*Selection*:
'''

Who’s in the team at Leicester Gallery?

The team comprises me, Arts Curator,  Hannah Longden, Retail and Operations Officer, Morgan Stockton, Learning and Marketing Coordinator, and Neisa Mason, Technical coordinator.

How have you come to your programming roles?

I graduated in fine art in London. During my degree I realised I was probably more interested in writing and talking about art than in making objects, and undertook a postgraduate degree that allowed me to focus on theory. I also had a role as an invigilator at the wonderful Estorick Collection, where I spent a year reading. I then picked up various jobs in London around the edges of curatorial practice, and after endless applications finally landed a role as a gallery coordinator in Leicester at The City Gallery in 2005. Until this point I had sustained an independent artistic practice (the highlight of which was being selected for EAST 2005 by Gustav Metzger) but realised that this was in conflict with my curatorial work. My artistic practice tended to look very curatorial. From here I progressed through various roles within Leicester City Council, across to New Walk Museum and Art Gallery before becoming the first curator at De Montfort University’s new gallery.

Nothing Human is Strange to Me, Ben Judd. Photograph courtesy the artist

How do you work as a programming team?

'''

*Directives*:
**a.** In the Leicester Gallery interview, what role did the speaker take at The City Gallery in Leicester in 2005?
**b.** Extract the passage of the Leicester Gallery interview from "Who’s in the" to "Mason, Technical coordinator.".
**c.** Turn the paragraph of the Leicester Gallery interview that begins "I graduated in fine art in London" into a brief list of its main facts.
The entries are separate material and have no connection to the Leicester Gallery interview.

*Dataset*:
'''

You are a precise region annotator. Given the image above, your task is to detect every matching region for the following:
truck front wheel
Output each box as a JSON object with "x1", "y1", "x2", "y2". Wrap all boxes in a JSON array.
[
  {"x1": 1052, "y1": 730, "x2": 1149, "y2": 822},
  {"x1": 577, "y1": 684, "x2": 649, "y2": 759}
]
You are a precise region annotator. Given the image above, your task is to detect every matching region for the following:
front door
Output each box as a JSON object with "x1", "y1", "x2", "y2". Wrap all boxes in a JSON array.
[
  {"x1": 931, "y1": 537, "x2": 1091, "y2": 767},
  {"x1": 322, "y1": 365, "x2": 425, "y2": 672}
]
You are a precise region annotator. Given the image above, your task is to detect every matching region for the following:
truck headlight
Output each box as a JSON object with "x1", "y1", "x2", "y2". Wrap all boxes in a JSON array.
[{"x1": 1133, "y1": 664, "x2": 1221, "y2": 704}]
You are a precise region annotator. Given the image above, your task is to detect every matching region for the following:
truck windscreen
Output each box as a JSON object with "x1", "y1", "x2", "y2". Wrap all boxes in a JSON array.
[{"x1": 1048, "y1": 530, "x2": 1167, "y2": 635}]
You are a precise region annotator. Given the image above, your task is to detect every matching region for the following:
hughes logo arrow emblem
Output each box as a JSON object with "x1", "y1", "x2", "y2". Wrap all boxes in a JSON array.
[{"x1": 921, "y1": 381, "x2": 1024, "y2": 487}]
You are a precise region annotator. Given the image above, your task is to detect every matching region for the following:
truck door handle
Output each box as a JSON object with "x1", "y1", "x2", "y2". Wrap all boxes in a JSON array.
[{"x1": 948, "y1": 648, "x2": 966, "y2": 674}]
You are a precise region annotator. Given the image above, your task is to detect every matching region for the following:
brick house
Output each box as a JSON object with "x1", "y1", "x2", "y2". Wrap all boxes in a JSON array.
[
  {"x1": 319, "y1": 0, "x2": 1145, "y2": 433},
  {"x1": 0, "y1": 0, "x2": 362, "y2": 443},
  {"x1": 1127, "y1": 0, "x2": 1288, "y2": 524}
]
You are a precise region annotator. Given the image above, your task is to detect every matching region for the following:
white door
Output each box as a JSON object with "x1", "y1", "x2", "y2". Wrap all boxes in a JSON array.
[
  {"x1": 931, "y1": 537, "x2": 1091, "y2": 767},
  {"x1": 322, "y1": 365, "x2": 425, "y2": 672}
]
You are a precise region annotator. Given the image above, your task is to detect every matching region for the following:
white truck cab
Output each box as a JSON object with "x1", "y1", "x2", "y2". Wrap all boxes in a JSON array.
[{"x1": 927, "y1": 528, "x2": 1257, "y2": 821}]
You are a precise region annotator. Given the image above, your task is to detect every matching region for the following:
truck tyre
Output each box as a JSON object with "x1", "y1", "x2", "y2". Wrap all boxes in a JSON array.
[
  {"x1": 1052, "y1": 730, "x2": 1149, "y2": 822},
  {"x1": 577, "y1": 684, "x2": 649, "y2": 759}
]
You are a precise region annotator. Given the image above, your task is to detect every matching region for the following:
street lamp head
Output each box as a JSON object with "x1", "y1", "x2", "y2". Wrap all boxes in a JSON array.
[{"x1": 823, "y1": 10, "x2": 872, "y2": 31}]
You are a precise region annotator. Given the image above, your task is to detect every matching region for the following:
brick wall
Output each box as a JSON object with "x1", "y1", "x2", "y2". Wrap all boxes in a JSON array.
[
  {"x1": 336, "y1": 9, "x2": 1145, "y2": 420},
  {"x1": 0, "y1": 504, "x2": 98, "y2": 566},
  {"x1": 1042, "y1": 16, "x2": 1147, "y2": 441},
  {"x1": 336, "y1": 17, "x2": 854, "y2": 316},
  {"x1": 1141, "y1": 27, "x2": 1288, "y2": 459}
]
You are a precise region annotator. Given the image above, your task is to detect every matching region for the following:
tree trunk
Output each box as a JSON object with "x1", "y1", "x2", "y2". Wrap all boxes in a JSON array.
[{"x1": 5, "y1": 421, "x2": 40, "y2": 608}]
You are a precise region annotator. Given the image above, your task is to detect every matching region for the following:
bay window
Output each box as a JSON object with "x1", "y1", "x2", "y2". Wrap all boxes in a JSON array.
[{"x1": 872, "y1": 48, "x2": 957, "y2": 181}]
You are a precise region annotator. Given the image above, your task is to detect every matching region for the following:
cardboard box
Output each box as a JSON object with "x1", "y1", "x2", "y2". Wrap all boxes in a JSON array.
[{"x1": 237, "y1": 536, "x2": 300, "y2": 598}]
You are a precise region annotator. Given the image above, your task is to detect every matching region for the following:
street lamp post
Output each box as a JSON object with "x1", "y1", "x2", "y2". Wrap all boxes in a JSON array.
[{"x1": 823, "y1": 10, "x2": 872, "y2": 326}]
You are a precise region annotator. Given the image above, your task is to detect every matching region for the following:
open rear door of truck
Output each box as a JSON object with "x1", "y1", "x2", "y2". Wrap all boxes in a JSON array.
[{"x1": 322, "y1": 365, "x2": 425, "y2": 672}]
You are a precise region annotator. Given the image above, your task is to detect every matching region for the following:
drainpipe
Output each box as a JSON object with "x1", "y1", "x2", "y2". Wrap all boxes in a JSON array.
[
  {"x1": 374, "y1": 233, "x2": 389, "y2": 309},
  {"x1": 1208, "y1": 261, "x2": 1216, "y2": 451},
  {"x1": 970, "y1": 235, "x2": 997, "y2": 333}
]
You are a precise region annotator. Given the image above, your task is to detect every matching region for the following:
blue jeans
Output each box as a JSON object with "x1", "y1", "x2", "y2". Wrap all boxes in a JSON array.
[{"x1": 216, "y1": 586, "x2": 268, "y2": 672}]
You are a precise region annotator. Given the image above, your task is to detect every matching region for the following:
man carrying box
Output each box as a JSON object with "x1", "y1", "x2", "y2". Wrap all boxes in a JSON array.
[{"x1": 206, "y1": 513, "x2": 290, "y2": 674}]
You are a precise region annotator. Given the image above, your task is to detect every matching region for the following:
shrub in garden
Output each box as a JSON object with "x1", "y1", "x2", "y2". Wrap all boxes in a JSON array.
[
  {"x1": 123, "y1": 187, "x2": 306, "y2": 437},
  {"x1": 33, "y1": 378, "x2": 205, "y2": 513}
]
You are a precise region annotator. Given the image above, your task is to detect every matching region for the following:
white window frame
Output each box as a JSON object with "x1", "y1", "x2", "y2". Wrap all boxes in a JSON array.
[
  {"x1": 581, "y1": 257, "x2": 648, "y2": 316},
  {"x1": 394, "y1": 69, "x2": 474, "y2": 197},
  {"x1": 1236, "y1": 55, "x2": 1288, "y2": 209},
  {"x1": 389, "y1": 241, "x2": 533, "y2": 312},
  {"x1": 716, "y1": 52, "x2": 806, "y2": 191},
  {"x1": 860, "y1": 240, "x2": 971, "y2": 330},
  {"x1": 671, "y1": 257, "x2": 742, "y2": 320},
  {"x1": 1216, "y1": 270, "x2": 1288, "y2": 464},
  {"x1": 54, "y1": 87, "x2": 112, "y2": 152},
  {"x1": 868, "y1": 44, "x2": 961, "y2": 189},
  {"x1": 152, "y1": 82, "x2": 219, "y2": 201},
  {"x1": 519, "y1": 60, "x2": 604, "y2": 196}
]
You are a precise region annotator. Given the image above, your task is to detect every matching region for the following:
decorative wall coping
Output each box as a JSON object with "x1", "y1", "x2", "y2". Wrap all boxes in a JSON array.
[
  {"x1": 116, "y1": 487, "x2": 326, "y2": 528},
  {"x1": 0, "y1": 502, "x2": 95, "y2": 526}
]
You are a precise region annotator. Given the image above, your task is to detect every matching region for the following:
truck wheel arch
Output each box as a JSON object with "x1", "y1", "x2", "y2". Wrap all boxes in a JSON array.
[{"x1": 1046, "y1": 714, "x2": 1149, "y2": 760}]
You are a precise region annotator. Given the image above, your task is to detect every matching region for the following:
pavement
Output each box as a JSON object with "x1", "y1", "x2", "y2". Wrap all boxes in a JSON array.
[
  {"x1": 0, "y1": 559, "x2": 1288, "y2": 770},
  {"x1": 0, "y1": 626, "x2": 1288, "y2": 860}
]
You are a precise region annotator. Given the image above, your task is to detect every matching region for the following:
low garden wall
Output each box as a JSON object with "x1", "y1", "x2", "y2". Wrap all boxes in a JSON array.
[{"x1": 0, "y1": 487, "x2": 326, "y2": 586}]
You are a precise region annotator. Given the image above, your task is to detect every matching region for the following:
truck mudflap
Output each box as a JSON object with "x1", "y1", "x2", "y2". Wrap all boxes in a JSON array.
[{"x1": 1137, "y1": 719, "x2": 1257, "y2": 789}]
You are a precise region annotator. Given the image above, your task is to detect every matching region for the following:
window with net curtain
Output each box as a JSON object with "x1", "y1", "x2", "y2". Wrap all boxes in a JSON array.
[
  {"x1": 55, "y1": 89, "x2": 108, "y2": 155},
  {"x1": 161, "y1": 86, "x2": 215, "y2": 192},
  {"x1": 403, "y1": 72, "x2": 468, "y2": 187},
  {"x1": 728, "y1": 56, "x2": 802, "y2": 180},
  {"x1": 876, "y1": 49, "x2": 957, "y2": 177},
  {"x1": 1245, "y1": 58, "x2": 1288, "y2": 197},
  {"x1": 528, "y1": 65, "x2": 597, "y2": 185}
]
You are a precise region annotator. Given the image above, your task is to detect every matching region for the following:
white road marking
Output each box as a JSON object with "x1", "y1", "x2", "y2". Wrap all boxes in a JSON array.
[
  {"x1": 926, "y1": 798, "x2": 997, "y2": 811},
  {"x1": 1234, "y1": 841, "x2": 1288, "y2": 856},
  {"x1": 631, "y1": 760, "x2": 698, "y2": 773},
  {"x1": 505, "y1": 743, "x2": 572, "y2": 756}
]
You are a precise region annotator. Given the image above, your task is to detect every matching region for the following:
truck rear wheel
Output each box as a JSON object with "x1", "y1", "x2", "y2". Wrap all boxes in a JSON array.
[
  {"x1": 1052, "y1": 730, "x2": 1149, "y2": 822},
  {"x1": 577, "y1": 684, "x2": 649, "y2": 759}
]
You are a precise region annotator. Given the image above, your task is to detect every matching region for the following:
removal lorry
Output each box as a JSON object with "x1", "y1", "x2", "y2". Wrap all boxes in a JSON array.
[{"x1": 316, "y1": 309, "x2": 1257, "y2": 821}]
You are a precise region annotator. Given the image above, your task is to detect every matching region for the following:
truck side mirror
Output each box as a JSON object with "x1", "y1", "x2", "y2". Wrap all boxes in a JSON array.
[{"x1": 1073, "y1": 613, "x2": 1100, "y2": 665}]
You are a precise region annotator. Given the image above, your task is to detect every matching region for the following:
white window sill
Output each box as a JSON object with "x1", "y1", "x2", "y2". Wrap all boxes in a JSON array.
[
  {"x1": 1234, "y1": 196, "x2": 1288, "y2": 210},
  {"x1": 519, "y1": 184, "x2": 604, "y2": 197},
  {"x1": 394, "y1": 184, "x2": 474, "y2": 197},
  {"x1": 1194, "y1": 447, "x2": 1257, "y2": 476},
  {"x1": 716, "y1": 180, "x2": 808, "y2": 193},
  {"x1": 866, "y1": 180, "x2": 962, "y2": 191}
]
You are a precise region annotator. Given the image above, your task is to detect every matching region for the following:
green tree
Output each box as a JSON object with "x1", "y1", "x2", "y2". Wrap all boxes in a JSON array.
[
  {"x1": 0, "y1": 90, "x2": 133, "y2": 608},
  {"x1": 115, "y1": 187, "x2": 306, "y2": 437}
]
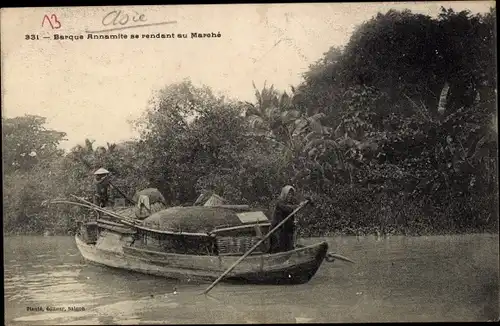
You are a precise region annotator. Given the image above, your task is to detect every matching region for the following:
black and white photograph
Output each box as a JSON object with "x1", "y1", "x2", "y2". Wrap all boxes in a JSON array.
[{"x1": 0, "y1": 1, "x2": 500, "y2": 326}]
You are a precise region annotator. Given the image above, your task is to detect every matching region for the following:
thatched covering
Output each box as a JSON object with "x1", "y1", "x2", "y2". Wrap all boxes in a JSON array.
[
  {"x1": 203, "y1": 194, "x2": 229, "y2": 206},
  {"x1": 143, "y1": 206, "x2": 242, "y2": 233},
  {"x1": 132, "y1": 188, "x2": 165, "y2": 204}
]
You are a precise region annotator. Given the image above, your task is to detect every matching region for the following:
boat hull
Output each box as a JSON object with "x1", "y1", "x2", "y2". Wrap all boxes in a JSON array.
[{"x1": 75, "y1": 232, "x2": 328, "y2": 284}]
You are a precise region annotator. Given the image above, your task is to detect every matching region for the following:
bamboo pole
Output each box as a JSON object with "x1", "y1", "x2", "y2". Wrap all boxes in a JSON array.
[{"x1": 202, "y1": 200, "x2": 309, "y2": 294}]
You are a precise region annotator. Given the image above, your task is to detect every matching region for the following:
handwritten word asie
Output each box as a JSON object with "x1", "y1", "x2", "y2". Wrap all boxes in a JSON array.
[{"x1": 102, "y1": 10, "x2": 147, "y2": 26}]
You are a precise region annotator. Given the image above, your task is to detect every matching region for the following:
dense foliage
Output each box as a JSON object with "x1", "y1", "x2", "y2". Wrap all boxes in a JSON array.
[{"x1": 3, "y1": 9, "x2": 498, "y2": 235}]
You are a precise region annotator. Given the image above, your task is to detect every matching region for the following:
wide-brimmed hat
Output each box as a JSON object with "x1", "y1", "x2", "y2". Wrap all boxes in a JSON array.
[{"x1": 94, "y1": 168, "x2": 109, "y2": 175}]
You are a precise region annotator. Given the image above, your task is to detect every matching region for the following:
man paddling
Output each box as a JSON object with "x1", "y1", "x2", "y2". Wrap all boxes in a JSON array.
[
  {"x1": 94, "y1": 168, "x2": 109, "y2": 207},
  {"x1": 270, "y1": 186, "x2": 298, "y2": 253}
]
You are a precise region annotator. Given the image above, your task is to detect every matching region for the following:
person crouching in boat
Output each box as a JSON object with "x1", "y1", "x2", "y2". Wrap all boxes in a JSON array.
[
  {"x1": 94, "y1": 168, "x2": 109, "y2": 207},
  {"x1": 270, "y1": 186, "x2": 298, "y2": 253}
]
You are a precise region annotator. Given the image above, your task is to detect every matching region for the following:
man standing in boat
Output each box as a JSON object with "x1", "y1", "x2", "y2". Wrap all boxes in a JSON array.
[
  {"x1": 94, "y1": 168, "x2": 109, "y2": 207},
  {"x1": 270, "y1": 186, "x2": 298, "y2": 253}
]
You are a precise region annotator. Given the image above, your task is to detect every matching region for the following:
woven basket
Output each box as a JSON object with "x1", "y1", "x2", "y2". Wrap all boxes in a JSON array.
[{"x1": 217, "y1": 236, "x2": 269, "y2": 254}]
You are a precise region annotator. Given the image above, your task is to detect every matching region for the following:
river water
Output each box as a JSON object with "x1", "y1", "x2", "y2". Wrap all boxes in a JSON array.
[{"x1": 4, "y1": 234, "x2": 500, "y2": 325}]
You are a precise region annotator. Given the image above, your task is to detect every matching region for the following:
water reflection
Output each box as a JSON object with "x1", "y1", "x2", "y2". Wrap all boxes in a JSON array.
[{"x1": 4, "y1": 235, "x2": 499, "y2": 325}]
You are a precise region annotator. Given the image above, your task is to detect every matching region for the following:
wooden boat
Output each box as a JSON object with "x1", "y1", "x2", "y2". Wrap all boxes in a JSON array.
[{"x1": 75, "y1": 207, "x2": 328, "y2": 284}]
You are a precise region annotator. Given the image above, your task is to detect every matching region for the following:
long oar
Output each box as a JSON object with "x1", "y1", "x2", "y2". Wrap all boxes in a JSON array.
[
  {"x1": 70, "y1": 195, "x2": 139, "y2": 223},
  {"x1": 202, "y1": 200, "x2": 309, "y2": 294},
  {"x1": 46, "y1": 200, "x2": 135, "y2": 226}
]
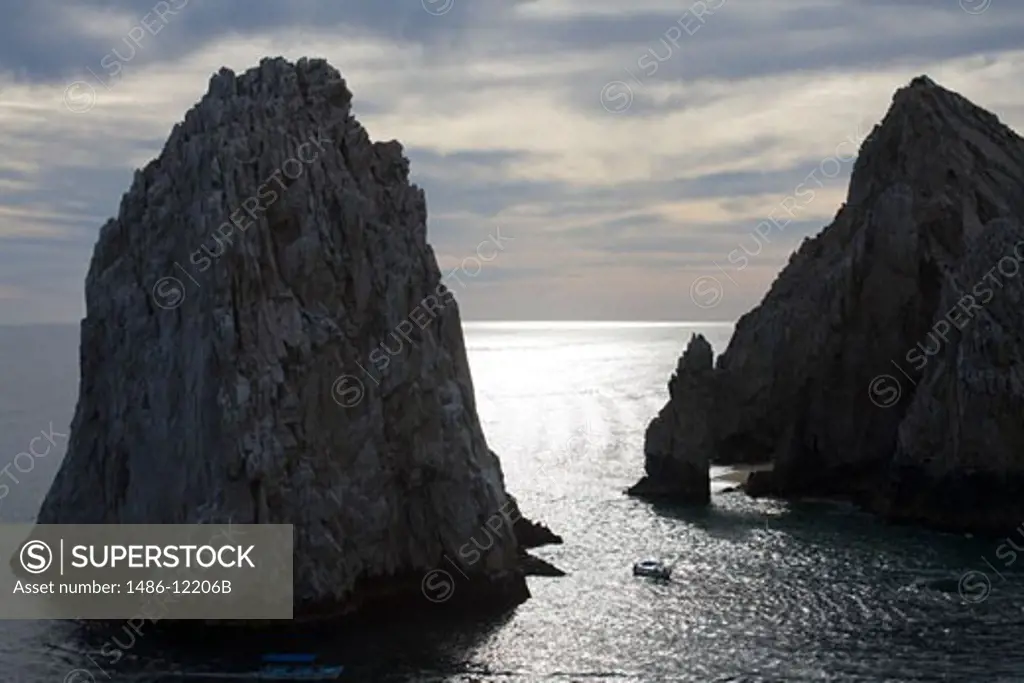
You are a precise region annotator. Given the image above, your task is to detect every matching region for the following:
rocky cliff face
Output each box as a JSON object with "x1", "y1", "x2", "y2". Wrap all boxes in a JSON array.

'''

*Task-by-task answers*:
**a.** Gallery coordinator.

**b.**
Who’s in the team at Leicester Gallery?

The team comprises me, Arts Curator,  Hannah Longden, Retail and Operations Officer, Morgan Stockton, Learning and Marketing Coordinator, and Neisa Mason, Technical coordinator.

**c.**
- Graduated in fine art in London.
- During the degree, realized a greater interest in writing and talking about art than in making objects.
- Took a postgraduate degree focused on theory.
- Spent a year as an invigilator at the Estorick Collection.
- Held various London jobs around the edges of curatorial practice.
- In 2005, became a gallery coordinator at The City Gallery in Leicester.
- Maintained an independent artistic practice until then and was selected for EAST 2005 by Gustav Metzger, but found it conflicted with curatorial work.
- Moved through various roles within Leicester City Council and on to New Walk Museum and Art Gallery.
- Became the first curator at De Montfort University's new gallery.